DATA SUPPLIED:
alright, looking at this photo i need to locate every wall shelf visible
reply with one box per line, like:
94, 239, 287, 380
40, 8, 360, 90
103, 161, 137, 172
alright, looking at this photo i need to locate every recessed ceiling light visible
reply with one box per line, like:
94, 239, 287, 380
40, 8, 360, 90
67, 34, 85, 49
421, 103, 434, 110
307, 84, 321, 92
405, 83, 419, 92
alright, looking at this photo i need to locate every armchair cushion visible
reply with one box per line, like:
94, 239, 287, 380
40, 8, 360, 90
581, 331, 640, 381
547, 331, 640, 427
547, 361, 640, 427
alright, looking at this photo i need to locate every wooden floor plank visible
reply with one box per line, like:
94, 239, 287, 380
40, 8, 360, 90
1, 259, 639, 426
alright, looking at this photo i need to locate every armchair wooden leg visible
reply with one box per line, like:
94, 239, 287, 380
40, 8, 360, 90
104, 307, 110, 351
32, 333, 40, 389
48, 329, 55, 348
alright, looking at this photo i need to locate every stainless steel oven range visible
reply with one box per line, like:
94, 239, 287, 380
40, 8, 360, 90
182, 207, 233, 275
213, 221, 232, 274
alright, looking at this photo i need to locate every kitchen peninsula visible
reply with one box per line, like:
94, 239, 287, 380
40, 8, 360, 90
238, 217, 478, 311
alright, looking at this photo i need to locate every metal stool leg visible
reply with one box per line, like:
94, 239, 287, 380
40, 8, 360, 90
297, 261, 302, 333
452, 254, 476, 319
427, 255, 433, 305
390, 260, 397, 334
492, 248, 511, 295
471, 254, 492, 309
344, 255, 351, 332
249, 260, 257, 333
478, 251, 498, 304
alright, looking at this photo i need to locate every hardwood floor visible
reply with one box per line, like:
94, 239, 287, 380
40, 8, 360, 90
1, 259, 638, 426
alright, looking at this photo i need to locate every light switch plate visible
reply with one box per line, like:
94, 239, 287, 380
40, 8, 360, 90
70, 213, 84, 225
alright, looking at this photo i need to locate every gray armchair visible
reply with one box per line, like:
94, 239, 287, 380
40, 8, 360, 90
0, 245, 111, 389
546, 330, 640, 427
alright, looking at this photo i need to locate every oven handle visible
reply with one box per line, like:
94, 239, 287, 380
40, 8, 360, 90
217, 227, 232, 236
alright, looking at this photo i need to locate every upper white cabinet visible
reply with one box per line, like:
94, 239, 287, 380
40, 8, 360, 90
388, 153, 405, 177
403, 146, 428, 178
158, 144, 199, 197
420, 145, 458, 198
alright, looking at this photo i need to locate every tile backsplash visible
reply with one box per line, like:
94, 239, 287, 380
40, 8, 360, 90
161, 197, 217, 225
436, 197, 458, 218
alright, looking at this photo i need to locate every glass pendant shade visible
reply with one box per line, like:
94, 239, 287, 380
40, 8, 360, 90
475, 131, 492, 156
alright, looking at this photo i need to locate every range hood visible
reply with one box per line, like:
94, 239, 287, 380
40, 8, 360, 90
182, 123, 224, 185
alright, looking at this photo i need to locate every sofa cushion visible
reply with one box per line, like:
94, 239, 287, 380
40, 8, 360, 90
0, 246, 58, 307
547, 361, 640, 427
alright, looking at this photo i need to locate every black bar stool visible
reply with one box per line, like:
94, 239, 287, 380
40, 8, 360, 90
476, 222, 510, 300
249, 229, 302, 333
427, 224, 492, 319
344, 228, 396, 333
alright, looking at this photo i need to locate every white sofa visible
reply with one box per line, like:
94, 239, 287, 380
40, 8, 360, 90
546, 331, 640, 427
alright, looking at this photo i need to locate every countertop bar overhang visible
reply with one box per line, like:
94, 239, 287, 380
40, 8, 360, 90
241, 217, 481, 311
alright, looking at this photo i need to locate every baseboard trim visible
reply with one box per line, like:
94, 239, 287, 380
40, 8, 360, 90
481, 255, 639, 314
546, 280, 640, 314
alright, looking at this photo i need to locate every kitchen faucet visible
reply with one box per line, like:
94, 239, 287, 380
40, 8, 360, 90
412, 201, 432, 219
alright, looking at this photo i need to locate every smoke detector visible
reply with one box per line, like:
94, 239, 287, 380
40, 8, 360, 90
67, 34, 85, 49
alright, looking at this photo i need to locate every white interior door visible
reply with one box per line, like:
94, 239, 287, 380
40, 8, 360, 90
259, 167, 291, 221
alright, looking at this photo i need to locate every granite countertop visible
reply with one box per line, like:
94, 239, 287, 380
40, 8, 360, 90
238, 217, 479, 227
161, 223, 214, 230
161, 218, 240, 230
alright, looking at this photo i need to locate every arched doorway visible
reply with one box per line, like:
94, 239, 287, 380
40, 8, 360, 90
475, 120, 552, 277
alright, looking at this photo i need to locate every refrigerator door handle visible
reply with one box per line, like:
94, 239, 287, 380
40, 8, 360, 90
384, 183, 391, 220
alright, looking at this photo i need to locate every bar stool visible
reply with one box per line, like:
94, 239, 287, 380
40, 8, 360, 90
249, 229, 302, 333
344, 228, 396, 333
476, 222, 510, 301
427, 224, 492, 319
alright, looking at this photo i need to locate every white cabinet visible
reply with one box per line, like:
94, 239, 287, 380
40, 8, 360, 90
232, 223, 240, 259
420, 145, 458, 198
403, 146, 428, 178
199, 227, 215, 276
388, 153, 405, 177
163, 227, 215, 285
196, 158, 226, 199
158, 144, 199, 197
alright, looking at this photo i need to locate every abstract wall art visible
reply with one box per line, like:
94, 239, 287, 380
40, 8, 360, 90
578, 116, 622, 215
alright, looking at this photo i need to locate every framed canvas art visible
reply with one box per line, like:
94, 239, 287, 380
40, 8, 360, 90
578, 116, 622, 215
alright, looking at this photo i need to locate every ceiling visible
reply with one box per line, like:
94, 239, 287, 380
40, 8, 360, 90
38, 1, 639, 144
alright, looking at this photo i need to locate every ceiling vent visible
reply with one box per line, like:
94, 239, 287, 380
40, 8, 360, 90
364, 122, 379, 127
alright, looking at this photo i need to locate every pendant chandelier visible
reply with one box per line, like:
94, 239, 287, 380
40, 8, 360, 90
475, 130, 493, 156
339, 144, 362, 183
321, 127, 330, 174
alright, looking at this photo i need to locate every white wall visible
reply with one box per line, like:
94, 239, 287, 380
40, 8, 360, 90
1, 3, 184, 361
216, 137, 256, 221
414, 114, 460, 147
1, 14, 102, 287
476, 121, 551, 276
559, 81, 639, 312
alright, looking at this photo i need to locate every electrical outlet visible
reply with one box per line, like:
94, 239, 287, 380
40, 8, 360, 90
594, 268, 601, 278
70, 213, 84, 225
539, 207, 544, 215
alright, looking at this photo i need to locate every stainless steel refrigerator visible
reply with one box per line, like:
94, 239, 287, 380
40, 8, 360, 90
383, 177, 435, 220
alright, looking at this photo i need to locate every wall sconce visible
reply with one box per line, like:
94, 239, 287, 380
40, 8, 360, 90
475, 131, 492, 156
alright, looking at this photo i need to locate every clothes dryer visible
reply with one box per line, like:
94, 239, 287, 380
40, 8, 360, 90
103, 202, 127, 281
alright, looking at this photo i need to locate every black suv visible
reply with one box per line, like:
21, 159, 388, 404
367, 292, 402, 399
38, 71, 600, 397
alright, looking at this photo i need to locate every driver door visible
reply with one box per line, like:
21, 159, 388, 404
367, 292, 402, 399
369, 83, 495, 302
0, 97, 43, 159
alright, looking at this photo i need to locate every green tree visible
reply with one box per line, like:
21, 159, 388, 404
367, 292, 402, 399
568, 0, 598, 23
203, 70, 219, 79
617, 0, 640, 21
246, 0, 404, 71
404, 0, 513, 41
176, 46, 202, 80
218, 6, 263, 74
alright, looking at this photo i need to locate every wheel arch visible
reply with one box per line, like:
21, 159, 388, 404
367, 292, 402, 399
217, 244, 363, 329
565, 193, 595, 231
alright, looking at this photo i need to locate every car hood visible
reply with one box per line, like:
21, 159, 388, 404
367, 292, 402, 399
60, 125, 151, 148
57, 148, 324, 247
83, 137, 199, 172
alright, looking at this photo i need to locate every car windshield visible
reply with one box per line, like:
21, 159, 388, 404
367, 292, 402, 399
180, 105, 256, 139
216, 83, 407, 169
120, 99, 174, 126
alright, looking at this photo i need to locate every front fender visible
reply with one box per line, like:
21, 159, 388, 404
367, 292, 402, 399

---

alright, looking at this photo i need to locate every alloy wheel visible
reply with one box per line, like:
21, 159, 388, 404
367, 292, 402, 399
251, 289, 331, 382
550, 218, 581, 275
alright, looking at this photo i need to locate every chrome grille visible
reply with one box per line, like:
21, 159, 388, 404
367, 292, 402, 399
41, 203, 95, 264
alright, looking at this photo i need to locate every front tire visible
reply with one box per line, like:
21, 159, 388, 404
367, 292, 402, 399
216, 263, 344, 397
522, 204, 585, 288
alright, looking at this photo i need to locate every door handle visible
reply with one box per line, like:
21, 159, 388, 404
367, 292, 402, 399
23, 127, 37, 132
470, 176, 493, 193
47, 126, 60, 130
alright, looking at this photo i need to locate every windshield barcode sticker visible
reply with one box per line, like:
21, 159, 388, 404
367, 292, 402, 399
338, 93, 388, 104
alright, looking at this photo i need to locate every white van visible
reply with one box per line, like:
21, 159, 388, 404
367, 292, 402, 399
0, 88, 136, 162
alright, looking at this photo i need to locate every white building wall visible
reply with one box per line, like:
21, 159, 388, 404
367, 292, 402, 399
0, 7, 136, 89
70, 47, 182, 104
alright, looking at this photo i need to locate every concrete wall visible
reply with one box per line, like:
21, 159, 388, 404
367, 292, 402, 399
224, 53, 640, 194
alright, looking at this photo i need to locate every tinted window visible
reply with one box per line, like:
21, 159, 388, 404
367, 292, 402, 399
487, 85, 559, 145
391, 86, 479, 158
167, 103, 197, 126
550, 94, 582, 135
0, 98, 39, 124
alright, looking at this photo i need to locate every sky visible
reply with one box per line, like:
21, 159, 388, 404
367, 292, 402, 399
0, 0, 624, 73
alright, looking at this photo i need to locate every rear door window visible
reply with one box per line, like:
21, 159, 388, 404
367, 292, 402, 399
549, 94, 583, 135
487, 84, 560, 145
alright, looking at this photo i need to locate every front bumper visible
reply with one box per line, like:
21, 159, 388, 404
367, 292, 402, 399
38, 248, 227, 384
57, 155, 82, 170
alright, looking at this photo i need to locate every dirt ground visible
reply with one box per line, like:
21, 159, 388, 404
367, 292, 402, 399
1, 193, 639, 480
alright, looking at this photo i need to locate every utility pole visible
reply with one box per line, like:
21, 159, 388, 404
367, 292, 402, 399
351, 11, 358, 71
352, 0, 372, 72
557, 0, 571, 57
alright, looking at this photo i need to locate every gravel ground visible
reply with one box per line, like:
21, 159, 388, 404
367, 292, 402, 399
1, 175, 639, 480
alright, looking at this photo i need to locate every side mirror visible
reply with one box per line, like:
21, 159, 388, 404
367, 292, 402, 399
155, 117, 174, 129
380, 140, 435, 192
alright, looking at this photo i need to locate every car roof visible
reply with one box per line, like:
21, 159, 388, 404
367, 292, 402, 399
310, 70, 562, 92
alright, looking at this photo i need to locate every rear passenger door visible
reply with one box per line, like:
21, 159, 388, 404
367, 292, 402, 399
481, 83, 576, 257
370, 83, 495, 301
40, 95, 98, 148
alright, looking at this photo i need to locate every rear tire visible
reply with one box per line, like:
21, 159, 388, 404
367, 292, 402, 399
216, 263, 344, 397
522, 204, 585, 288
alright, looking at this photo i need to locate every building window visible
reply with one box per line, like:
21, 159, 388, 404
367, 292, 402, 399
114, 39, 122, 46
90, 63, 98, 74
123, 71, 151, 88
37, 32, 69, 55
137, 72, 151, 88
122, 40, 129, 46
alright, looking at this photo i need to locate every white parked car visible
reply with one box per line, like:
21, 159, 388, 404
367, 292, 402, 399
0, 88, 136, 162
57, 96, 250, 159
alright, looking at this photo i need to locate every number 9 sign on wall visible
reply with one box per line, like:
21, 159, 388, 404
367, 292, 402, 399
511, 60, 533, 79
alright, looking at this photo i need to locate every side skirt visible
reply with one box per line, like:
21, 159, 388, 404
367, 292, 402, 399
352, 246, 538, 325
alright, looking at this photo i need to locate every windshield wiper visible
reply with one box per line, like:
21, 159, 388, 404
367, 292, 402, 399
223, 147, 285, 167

EXERCISE BRIEF: From the entries above, collect every line with the string "wooden" in it.

WRITTEN SOLUTION:
alright, looking at this photo i need to locate every wooden floor plank visible
alright, looking at this photo i need to locate every armchair wooden leg visible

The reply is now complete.